Objective - Can you give the lines of the items below as a numbered list, from the line with "Indicate each instance of the mint leaf" up to and including the line with "[(141, 93), (115, 267)]", leaving out any blank lines?

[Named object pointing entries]
* begin *

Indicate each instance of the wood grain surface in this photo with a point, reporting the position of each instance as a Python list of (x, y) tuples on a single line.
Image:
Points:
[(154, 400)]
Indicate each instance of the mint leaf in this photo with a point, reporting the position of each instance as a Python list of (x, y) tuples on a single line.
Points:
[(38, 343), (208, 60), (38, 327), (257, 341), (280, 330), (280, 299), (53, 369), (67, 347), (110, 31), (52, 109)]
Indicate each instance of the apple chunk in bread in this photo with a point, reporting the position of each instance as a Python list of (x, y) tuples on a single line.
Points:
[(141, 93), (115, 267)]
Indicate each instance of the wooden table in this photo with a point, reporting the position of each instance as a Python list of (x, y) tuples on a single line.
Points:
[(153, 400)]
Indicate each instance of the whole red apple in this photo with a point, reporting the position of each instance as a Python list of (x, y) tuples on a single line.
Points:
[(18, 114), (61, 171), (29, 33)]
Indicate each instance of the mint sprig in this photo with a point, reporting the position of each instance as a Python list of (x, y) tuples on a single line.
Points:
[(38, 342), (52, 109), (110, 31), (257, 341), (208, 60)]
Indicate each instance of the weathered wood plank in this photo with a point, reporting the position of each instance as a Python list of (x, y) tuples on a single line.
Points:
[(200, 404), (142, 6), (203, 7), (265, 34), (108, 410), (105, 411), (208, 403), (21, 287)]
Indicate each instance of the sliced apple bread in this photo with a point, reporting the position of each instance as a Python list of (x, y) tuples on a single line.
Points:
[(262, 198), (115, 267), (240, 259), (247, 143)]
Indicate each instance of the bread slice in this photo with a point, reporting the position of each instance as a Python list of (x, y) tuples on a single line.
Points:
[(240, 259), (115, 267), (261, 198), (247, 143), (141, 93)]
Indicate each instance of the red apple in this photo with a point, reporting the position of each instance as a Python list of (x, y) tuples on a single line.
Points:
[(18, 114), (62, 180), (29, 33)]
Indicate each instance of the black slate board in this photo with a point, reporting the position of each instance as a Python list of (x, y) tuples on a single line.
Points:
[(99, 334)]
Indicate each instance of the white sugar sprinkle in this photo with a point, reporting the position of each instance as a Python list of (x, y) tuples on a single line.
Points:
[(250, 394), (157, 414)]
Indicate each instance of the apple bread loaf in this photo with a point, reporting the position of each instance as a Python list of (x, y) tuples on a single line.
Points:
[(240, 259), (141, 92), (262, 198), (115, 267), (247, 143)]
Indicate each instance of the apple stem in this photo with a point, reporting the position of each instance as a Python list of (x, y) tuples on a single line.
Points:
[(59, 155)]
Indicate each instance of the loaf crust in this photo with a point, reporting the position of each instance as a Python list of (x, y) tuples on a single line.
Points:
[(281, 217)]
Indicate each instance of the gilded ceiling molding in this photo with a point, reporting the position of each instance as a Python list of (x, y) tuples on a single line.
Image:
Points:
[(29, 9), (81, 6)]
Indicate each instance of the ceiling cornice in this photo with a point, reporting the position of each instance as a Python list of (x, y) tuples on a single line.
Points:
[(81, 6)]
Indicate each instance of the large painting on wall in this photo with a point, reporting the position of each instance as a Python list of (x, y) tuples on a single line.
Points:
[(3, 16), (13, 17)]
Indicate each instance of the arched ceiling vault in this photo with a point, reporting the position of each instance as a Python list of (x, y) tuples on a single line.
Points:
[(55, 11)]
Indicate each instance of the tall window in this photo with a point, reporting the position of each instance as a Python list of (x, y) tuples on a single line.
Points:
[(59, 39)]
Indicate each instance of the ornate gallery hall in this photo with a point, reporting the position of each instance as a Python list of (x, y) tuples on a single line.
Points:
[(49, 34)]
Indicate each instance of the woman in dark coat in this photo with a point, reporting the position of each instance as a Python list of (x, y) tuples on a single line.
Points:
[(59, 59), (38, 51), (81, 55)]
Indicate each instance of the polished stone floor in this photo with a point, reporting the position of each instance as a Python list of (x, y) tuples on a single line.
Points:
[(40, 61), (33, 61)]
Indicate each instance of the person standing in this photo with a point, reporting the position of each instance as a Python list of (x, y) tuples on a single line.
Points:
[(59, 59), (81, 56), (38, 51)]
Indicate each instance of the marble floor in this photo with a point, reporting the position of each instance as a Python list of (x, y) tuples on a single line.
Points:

* end *

Reply to the task -
1. Indicate each instance of the mint leaf in this photo with a point, reporting the position of each instance as a Python list of (x, y) tuples on a single line.
2. Points:
3. [(38, 343), (208, 60), (38, 327), (257, 341), (280, 330), (280, 299), (53, 369), (67, 347), (110, 31), (52, 109)]
4. Indicate each instance of the apple chunk in bread in this photo with a point, reporting the position of each instance as a Python list of (x, y) tuples on a single line.
5. Points:
6. [(141, 93), (115, 267)]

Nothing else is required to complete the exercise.